■ **Work to complete**:
Below are lines of data, and only some are wanted. Please repeat exactly those from the line that has "on the gray" through the line that has "point(371, 245)".

*** Given information Section Begins ***

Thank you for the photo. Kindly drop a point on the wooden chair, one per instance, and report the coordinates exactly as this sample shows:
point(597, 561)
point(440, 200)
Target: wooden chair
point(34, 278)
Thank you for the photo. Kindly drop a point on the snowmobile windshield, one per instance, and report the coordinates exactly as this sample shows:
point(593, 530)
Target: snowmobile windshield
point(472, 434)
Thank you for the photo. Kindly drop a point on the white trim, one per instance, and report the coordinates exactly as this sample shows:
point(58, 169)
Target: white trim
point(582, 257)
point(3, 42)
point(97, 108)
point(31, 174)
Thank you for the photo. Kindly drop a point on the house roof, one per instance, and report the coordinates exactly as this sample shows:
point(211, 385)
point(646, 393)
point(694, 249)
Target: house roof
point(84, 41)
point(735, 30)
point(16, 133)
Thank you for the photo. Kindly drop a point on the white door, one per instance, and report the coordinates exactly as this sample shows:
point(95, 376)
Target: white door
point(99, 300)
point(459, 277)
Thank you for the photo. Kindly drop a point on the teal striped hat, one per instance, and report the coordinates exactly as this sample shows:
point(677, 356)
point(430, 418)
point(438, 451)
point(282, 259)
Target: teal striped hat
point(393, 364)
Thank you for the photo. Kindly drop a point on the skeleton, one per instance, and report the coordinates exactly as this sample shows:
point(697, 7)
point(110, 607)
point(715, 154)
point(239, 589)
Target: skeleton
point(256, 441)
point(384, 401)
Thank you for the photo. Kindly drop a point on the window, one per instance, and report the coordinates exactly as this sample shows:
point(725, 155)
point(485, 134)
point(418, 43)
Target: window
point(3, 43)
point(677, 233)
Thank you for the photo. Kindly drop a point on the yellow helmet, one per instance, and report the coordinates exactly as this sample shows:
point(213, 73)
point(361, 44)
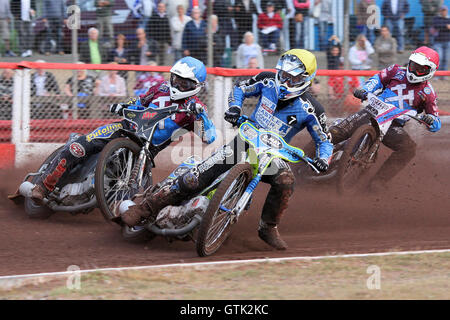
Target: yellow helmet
point(296, 70)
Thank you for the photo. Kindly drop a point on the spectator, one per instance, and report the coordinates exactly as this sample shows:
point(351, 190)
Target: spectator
point(324, 20)
point(441, 25)
point(143, 10)
point(144, 49)
point(359, 54)
point(86, 85)
point(43, 83)
point(159, 31)
point(394, 12)
point(301, 12)
point(177, 23)
point(247, 50)
point(218, 42)
point(253, 63)
point(270, 24)
point(363, 19)
point(147, 80)
point(5, 19)
point(430, 9)
point(243, 13)
point(91, 51)
point(104, 23)
point(54, 13)
point(194, 41)
point(111, 85)
point(6, 93)
point(23, 12)
point(224, 10)
point(334, 54)
point(385, 48)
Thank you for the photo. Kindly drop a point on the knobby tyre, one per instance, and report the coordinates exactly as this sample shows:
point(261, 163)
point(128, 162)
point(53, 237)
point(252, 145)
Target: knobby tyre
point(216, 223)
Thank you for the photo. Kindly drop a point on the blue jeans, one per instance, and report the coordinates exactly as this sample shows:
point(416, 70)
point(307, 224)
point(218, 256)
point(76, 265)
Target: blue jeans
point(443, 49)
point(397, 28)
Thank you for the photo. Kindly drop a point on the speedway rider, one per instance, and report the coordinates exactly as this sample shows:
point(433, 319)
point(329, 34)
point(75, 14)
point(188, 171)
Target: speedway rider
point(412, 87)
point(187, 78)
point(286, 107)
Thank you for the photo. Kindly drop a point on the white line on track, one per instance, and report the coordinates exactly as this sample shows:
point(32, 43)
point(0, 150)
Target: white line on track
point(212, 263)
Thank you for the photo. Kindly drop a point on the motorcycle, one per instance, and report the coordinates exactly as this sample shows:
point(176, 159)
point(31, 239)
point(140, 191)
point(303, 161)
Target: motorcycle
point(124, 167)
point(353, 158)
point(214, 210)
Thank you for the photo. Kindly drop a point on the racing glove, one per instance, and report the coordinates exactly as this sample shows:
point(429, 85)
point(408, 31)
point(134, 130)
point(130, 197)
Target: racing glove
point(360, 94)
point(232, 115)
point(320, 164)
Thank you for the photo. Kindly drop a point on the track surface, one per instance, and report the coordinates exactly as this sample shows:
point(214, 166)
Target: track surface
point(413, 214)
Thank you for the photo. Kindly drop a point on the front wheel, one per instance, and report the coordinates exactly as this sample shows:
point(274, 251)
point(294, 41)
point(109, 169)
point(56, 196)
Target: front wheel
point(216, 223)
point(354, 161)
point(112, 176)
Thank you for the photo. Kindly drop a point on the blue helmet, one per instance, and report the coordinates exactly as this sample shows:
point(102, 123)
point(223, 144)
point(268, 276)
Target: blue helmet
point(187, 78)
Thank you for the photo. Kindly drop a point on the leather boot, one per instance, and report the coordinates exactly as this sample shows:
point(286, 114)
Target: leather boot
point(270, 235)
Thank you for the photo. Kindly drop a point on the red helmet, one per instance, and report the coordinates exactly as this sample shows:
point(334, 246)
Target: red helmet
point(422, 65)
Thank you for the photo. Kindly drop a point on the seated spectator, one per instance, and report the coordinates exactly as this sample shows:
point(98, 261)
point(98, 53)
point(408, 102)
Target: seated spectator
point(144, 49)
point(177, 24)
point(6, 93)
point(441, 30)
point(85, 87)
point(334, 54)
point(146, 80)
point(359, 54)
point(247, 50)
point(194, 41)
point(253, 63)
point(385, 48)
point(270, 24)
point(91, 51)
point(111, 85)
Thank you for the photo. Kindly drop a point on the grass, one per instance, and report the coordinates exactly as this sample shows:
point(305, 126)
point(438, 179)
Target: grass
point(424, 276)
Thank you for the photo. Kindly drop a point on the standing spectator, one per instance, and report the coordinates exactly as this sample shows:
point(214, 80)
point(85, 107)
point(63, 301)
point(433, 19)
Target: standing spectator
point(54, 13)
point(430, 9)
point(385, 48)
point(23, 12)
point(177, 23)
point(334, 53)
point(194, 41)
point(91, 51)
point(363, 19)
point(301, 12)
point(104, 23)
point(248, 50)
point(144, 50)
point(143, 10)
point(359, 54)
point(394, 12)
point(270, 24)
point(147, 80)
point(243, 13)
point(111, 85)
point(324, 21)
point(6, 93)
point(159, 31)
point(441, 25)
point(5, 19)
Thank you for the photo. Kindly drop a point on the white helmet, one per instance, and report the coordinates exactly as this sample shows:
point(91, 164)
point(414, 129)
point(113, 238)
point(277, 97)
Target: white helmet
point(187, 78)
point(422, 65)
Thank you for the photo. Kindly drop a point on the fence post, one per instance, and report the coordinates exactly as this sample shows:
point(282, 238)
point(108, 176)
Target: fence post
point(16, 116)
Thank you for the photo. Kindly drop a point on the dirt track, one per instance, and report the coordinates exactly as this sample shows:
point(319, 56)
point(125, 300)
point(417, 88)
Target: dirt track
point(413, 214)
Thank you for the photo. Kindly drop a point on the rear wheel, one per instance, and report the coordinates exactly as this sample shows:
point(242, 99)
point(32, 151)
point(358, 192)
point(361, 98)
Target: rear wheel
point(32, 209)
point(112, 176)
point(353, 164)
point(216, 223)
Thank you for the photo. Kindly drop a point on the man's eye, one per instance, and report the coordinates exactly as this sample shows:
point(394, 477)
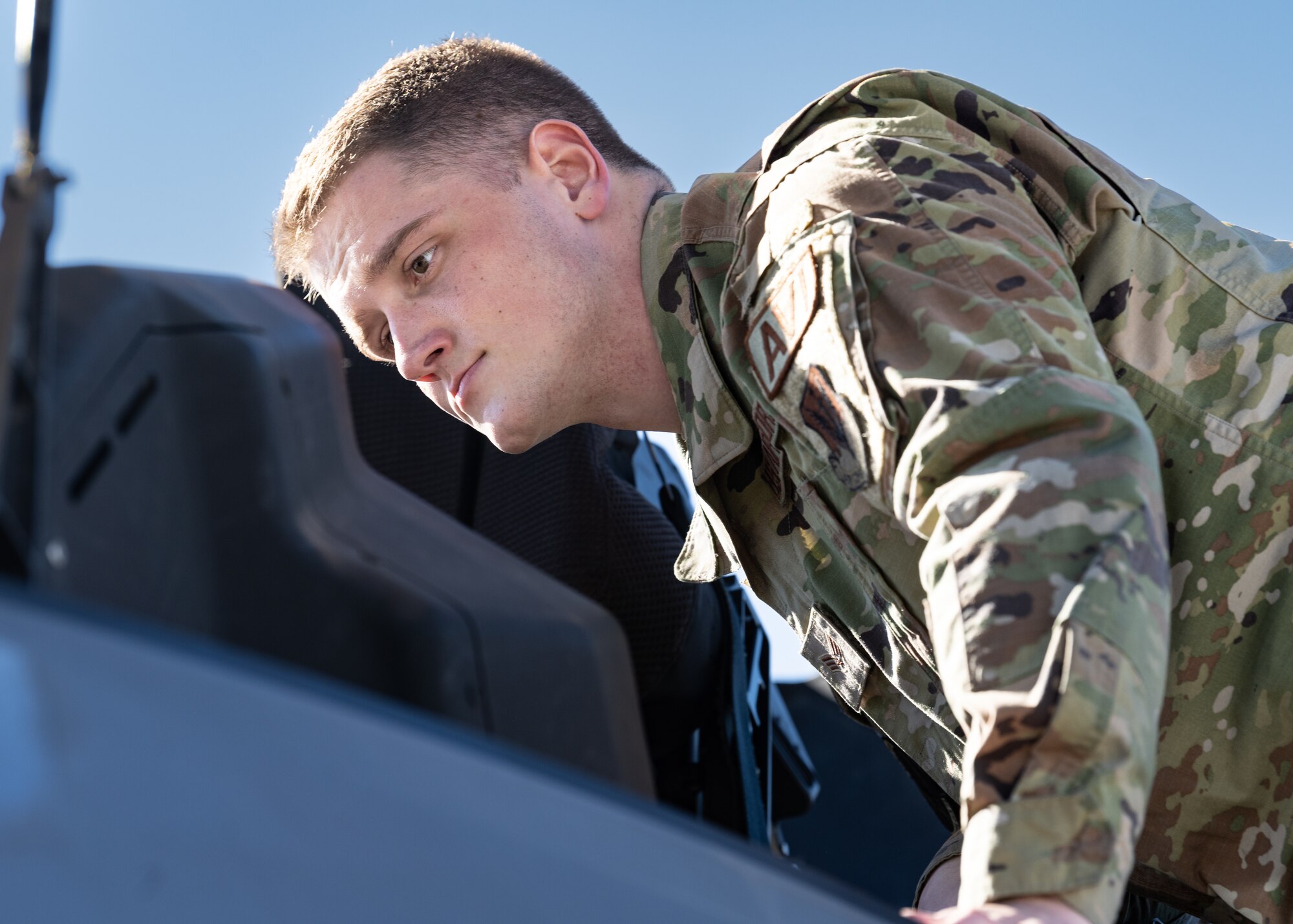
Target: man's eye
point(422, 263)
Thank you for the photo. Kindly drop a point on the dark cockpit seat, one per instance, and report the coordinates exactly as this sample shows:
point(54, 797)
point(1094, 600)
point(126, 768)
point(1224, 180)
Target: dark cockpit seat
point(567, 508)
point(197, 467)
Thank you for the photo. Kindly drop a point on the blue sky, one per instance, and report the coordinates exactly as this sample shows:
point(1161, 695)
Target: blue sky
point(179, 121)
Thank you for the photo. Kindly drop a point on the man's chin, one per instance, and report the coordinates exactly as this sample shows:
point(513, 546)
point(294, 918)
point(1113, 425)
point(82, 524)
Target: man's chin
point(513, 440)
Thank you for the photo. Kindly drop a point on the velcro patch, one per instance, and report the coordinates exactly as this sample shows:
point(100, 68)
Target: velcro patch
point(774, 460)
point(780, 324)
point(837, 659)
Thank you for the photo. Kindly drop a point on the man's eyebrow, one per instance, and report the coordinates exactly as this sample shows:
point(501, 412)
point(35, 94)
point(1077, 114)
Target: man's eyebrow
point(387, 253)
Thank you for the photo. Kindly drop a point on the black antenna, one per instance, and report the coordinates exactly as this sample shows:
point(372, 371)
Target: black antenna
point(29, 219)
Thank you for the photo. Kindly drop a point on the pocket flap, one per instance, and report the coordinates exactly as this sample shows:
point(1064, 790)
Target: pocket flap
point(839, 661)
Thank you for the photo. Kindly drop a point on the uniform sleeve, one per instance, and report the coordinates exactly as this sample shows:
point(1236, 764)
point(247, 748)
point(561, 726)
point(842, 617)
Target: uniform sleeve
point(1008, 446)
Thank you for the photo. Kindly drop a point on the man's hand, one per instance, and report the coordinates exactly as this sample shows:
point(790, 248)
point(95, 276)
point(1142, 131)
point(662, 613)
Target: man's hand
point(1030, 910)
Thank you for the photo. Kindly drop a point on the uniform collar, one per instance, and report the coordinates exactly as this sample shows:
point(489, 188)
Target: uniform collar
point(689, 242)
point(689, 245)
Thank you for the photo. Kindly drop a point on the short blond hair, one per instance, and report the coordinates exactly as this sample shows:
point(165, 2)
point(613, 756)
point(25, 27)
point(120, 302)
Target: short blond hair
point(466, 104)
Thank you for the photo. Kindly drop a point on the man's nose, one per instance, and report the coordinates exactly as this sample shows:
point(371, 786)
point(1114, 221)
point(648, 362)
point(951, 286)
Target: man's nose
point(421, 355)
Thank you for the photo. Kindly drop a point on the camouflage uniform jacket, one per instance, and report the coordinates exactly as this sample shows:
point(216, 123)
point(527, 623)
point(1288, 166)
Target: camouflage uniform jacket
point(1001, 429)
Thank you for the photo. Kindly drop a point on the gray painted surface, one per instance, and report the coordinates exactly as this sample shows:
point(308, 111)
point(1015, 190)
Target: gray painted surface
point(145, 783)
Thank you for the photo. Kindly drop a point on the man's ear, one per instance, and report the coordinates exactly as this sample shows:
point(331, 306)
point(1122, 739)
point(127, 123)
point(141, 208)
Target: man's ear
point(562, 152)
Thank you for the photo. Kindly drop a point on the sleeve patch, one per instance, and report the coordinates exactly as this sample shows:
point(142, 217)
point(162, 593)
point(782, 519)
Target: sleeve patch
point(782, 323)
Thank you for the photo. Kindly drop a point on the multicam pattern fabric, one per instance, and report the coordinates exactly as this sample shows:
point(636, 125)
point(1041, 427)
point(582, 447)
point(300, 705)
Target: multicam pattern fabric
point(1008, 422)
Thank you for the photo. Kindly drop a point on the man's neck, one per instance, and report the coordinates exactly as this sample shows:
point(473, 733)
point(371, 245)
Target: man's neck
point(637, 392)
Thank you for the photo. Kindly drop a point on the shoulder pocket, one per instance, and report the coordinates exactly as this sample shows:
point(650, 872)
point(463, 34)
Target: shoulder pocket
point(807, 343)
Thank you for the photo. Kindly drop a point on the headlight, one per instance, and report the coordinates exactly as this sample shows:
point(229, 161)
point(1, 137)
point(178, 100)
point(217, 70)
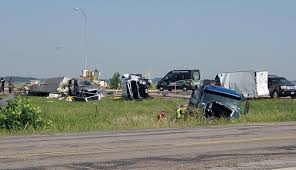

*** Given information Section Ends ***

■ **Task answer**:
Thank you for the photo. Kindly drop a point on the gray painted surface, one per instance, and report the coordinates exactly as this sample shows:
point(308, 111)
point(1015, 190)
Target: gray painted surface
point(145, 783)
Thank you for the photo. Kindly drop a point on the man's ear, one per instance, and report the coordinates exactly as this sample shows:
point(331, 306)
point(1122, 739)
point(127, 123)
point(141, 208)
Target: man's ear
point(562, 152)
Thank you for the photo. Kindly drop a point on the sleeve patch, one per instance, and report the coordinates exactly as this sample shows:
point(142, 217)
point(162, 593)
point(782, 519)
Target: sleeve patch
point(782, 323)
Thank you for the photo. Kindly drop a point on the multicam pattern fabric, one per instance, and report the coordinates exactly as this sample shows:
point(636, 125)
point(1041, 427)
point(582, 447)
point(300, 705)
Target: multicam pattern fabric
point(1008, 422)
Thank you for the photo. Kindly drop a point on the man's neck, one per instance, and report the coordinates exactly as this sample shows:
point(473, 733)
point(371, 245)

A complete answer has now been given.